Quoted passage below:
And to that, I say:  Rocking chairs and gold, baby.  Rocking chairs and gold.

The Truth

The truth may set you free, as they say, but before that it might kick you around a bit and bitch slap you upside the head.

I’ve thought a lot about the truth in the last year.  As I set out on this adventure to write 52 blogs in a year (yeah, yeah…I’m  a couple behind….no worries) I promised myself to try two things:  1)  write a piece of fiction (done) and 2) reveal some truths about myself (done, and painfully so).   For years I’ve carried things deep inside myself, things that – truthfully – most people would probably hear and say, “That’s all you’ve got? That’s it?”  But to me, they were my things, the things I felt too proud or too scared or too whatever to share. It has actually occurred to me that I could make a list of every stupid little secret I have and unveil them all in one single blog.  I’m not there yet, but I do wonder how freeing that might feel.
End of Quoted passage.
Data listing below:
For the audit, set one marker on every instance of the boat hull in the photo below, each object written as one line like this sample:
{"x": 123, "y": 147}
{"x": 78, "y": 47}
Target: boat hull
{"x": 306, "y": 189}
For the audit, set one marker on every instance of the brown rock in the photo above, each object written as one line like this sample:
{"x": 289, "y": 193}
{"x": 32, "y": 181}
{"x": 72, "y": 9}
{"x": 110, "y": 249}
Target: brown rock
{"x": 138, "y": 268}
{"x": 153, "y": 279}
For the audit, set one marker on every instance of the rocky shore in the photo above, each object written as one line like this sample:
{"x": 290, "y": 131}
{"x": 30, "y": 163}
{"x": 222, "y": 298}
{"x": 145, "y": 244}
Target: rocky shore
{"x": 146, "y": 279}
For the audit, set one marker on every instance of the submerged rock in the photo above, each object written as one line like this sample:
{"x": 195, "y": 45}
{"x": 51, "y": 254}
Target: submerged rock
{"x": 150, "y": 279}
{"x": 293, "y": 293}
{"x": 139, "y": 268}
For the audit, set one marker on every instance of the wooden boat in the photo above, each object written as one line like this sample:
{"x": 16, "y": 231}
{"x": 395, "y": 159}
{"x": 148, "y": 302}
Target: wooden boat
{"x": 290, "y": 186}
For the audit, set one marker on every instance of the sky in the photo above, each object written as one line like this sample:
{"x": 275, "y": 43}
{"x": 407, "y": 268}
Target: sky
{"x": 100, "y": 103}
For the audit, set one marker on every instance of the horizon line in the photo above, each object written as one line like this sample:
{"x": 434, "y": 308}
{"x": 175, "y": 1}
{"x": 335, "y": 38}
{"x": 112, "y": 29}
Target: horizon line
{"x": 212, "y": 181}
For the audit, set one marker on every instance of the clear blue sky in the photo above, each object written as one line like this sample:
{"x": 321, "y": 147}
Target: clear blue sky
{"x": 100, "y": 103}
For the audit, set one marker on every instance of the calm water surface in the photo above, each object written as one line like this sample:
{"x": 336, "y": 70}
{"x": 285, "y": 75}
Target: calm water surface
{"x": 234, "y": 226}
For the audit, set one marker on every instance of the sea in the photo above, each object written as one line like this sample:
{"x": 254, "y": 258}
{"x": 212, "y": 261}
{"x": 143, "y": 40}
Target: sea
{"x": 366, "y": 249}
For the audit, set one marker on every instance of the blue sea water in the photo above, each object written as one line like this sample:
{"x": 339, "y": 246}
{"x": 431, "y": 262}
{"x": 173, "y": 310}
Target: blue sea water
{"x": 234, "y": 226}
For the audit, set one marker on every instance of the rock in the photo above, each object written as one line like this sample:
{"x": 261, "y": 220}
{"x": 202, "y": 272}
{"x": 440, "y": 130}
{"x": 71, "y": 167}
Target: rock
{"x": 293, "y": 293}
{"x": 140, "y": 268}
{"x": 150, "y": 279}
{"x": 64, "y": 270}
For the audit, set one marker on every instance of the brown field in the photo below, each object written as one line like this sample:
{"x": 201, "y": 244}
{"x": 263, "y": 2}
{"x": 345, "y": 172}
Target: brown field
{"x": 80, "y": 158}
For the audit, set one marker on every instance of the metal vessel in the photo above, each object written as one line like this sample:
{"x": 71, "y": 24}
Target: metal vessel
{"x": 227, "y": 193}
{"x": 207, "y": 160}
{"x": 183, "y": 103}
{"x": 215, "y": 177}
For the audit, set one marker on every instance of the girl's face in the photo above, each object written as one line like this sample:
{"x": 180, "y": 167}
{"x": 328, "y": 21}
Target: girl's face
End of Data listing.
Aim of the exercise: Rewrite everything in the essay about the truth from "The truth may" down to "that might feel.", substituting "journey" for "adventure". You won't need the entries for this exercise.

Result for this task:
The truth may set you free, as they say, but before that it might kick you around a bit and bitch slap you upside the head.

I’ve thought a lot about the truth in the last year.  As I set out on this journey to write 52 blogs in a year (yeah, yeah…I’m  a couple behind….no worries) I promised myself to try two things:  1)  write a piece of fiction (done) and 2) reveal some truths about myself (done, and painfully so).   For years I’ve carried things deep inside myself, things that – truthfully – most people would probably hear and say, “That’s all you’ve got? That’s it?”  But to me, they were my things, the things I felt too proud or too scared or too whatever to share. It has actually occurred to me that I could make a list of every stupid little secret I have and unveil them all in one single blog.  I’m not there yet, but I do wonder how freeing that might feel.